Un entorno de libertad limitado.
Los referentes biológicos siempre nos ayudan a situarnos, a plantear un punto de partida. Los entornos naturales nos demuestran que si un organismo quiere sobrevivir y madurar, debe buscar un entorno preparado para ello, cada miembro del reino animal genera mecanismos de cuidado y protección para crecer y cuidar de la especie, y todos ellos pasan por establecer límites. Límites muy relacionados con la supervivencia, que tienen que ver con el espacio, la alimentación, el cuerpo, que evoluciona para adaptarse al medio en el que sobrevive… Podríamos decir que viven en un entorno de libertad limitado. Ambos términos, libertad y límite, parecen estar enfrentados, pero sin embargo están íntimamente ligados, no son el uno sin el otro, el caos sería demasiado grande, lo que amenazaría nuestra propia supervivencia. En el caso de los humanos, los límites claros tienen que ver con una cuestión de vivir más que de sobrevivir.
La idea de ambiente, es algo que no podemos pasar por alto, igual que no lo hacen otros miembros de nuestra especie. Hablamos de límites cuando planteamos un entorno adecuado para los niños, porque si les pedimos algo para lo que no son capaces, la palabra límite vuelve a cargarse de autoritarismo. Es importante pensar los espacios en los que se mueven, deben ser entornos que les permitan ser, sin confusiones. Los niños y niñas quieren moverse, explorar y crear, a esto dedicarán los primeros años de su vida, así que vamos a ponérselo fácil, y ya de paso también a nosotros.
La ambigüedad es poco amiga de la infancia.
Es tarea de los padres y docentes de disponer del entorno como un lugar de movimiento, exploración y creación de los niños, teniendo en cuenta que deben ser seguros y adecuados para madurar. Un ambiente de respeto y claro en normas, que no conviertan los hogares en verdaderas trincheras de guerra, que vuelvan locos a todos sus habitantes. La ambigüedad es poco amiga de la infancia.

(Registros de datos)
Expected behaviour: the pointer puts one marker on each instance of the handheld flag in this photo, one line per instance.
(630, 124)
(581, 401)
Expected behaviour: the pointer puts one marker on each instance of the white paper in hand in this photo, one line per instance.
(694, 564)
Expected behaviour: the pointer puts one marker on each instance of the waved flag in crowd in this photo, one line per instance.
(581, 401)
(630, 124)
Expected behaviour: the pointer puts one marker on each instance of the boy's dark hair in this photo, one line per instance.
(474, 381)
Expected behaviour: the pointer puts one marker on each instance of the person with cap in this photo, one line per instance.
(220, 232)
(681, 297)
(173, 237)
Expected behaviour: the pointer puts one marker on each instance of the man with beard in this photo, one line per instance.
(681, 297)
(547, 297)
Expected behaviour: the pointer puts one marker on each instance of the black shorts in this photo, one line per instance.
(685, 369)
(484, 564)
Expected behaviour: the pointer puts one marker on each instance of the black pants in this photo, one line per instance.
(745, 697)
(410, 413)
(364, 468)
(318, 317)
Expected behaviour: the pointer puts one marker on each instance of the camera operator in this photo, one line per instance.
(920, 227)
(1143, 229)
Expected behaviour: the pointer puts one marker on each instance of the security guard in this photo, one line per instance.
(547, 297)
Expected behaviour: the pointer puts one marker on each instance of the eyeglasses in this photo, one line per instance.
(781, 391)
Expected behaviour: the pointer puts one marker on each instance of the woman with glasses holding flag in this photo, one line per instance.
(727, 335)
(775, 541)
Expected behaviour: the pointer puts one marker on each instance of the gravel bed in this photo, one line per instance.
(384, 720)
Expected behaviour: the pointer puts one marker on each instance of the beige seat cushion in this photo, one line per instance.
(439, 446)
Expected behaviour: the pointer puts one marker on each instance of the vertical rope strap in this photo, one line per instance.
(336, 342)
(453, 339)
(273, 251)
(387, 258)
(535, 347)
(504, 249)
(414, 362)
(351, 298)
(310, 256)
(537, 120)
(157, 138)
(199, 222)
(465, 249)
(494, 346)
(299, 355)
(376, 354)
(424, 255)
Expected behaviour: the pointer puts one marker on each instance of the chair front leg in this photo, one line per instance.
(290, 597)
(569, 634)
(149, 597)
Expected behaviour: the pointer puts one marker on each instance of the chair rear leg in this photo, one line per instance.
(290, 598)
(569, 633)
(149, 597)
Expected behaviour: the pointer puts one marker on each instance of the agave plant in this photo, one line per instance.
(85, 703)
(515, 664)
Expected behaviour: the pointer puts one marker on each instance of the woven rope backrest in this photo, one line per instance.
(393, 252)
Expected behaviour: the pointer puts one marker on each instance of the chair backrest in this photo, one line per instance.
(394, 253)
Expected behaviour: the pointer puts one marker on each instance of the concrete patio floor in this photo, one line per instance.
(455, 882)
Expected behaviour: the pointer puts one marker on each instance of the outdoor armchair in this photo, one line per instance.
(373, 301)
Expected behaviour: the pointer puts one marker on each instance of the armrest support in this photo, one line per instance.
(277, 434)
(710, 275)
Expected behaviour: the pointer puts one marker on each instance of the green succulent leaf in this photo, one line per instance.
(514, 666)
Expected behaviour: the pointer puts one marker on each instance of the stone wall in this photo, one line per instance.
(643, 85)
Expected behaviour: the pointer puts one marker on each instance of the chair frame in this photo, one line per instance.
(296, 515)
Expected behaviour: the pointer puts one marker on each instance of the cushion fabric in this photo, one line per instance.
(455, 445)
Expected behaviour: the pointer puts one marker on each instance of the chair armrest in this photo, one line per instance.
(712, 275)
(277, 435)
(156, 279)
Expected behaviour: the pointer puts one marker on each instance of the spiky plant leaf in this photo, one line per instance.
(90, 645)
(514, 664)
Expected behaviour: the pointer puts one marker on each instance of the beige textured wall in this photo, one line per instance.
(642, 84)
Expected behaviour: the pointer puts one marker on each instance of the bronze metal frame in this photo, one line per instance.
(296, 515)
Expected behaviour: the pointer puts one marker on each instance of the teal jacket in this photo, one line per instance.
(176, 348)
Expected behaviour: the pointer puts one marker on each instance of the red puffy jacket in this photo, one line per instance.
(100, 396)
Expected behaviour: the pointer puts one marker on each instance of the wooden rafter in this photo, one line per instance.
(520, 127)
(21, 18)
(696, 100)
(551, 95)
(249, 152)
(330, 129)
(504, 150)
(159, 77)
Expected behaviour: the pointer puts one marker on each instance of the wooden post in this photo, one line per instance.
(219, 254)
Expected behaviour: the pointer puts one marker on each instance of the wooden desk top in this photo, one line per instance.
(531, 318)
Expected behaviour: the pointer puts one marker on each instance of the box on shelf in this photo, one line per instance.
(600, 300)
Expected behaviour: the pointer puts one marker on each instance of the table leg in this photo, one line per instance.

Tareas por realizar>
A - Duplica del texto sobre los límites en la infancia todo lo que va desde «Es tarea de» hasta «habitantes. La ambigüedad es poco amiga de la infancia.».
B - Retoma el texto sobre los límites en la infancia y continúalo a partir del punto en que termina.
Las líneas no guardan ninguna relación con el texto sobre los límites en la infancia.

Resultados del ejercicio>
A -
Es tarea de los padres y docentes de disponer del entorno como un lugar de movimiento, exploración y creación de los niños, teniendo en cuenta que deben ser seguros y adecuados para madurar. Un ambiente de respeto y claro en normas, que no conviertan los hogares en verdaderas trincheras de guerra, que vuelvan locos a todos sus habitantes. La ambigüedad es poco amiga de la infancia.

B -
Si tomamos esto en cuenta, generaremos espacios donde haya menos estrés y enfados, donde los niños y niñas hagan su trabajo de niños. El ambiente como aliado y la claridad en los límites permitirán crean un lugar relajado, donde niños y adultos se sientan cómodos y puedan vivir nuevas experiencias. Parece que libertad y límites se dan la mano para dejar entrar conceptos como el amor y respeto tan importantes para el crecimiento.
Imaginando ese lugar diremos que debe:
- Respetar el movimiento, favoreciendo la autonomía y no entrando en colisión con el desarrollo.
- No debe incluir riesgo, que nos obligue a estar constantemente presentes.
- No debe recoger las exigencias o expectativas que los adultos ponemos sobre los niños.
- Sentir orden. Que las paredes lejos de limitarnos, nos ofrezcan seguridad y recogimiento, no limitan nuestra creatividad, sino que la despiertan.
Es poco lo que hay que tener en cuenta, pero qué difícil nos resulta encontrar nuestro lugar de adulto, o perderlo rápidamente, parece que la cosa va de espacios. Yo me quedo pensando en el espacio-ambiente como un aliado, porque me pregunto… ¿alguien se siente o comporta mal cuando está a gusto en un sitio?. Yo desde luego que no, probablemente los niños y niñas tampoco.